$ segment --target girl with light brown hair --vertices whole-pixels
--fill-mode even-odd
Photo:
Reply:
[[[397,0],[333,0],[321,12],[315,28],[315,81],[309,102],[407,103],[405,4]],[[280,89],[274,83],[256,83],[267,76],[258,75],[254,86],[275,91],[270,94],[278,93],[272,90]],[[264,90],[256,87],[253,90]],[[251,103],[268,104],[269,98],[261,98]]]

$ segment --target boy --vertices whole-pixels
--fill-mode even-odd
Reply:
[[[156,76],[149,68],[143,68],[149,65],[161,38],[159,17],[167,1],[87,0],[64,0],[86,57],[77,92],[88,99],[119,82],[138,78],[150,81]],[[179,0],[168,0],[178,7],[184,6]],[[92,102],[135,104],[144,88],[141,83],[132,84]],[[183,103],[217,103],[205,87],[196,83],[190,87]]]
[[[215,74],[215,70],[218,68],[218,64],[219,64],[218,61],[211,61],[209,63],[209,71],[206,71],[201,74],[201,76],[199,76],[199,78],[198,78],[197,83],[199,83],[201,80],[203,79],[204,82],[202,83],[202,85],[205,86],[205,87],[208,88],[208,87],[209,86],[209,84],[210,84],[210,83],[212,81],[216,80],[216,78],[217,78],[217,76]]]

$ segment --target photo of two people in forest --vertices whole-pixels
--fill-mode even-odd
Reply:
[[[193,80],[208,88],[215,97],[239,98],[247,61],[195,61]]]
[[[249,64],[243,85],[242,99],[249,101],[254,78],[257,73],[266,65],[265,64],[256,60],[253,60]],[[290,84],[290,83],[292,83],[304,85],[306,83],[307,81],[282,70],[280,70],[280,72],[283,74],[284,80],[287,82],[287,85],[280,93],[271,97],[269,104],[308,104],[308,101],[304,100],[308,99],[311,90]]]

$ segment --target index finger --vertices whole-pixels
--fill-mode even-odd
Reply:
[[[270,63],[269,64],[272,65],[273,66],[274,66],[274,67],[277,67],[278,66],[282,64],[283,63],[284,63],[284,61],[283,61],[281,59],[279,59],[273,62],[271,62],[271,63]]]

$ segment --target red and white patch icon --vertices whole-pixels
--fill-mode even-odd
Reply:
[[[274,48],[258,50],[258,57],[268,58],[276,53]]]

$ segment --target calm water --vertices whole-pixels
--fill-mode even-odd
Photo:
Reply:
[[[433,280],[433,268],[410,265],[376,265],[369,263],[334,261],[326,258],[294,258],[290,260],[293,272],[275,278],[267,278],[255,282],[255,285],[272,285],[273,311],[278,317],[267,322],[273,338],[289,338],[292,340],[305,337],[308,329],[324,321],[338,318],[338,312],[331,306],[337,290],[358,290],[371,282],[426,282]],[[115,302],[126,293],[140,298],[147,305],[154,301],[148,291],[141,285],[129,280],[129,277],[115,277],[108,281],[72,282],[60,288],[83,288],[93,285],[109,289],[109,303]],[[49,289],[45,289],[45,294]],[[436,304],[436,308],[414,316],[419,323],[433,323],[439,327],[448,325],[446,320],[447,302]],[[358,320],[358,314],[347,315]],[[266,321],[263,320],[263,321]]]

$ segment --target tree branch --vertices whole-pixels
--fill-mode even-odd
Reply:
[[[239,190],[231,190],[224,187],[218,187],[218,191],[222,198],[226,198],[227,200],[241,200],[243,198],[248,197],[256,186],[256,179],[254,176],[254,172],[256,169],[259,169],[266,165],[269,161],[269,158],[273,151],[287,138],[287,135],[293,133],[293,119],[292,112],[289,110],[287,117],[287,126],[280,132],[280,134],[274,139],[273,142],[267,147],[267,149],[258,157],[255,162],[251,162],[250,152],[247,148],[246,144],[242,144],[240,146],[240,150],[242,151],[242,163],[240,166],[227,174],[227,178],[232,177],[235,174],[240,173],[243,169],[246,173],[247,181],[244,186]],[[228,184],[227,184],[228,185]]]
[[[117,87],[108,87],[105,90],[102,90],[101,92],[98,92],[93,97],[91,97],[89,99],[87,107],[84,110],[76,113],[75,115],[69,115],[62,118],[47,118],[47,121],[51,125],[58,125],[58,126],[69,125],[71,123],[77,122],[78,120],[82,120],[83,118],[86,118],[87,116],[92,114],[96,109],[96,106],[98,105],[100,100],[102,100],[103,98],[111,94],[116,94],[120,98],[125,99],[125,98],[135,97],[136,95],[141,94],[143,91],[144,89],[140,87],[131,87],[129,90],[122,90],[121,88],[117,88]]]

### What is required
Could you return the stretch of the records that starts with the line containing "icon --vertices whole-pixels" and ends with the line containing "[[[274,48],[258,50],[258,57],[268,58],[276,53]]]", with both of those lines included and every line copied unchanged?

### Output for this task
$ segment --target red and white patch icon --vertices whole-pixels
--fill-mode even-odd
Reply:
[[[274,48],[258,50],[258,57],[268,58],[276,53]]]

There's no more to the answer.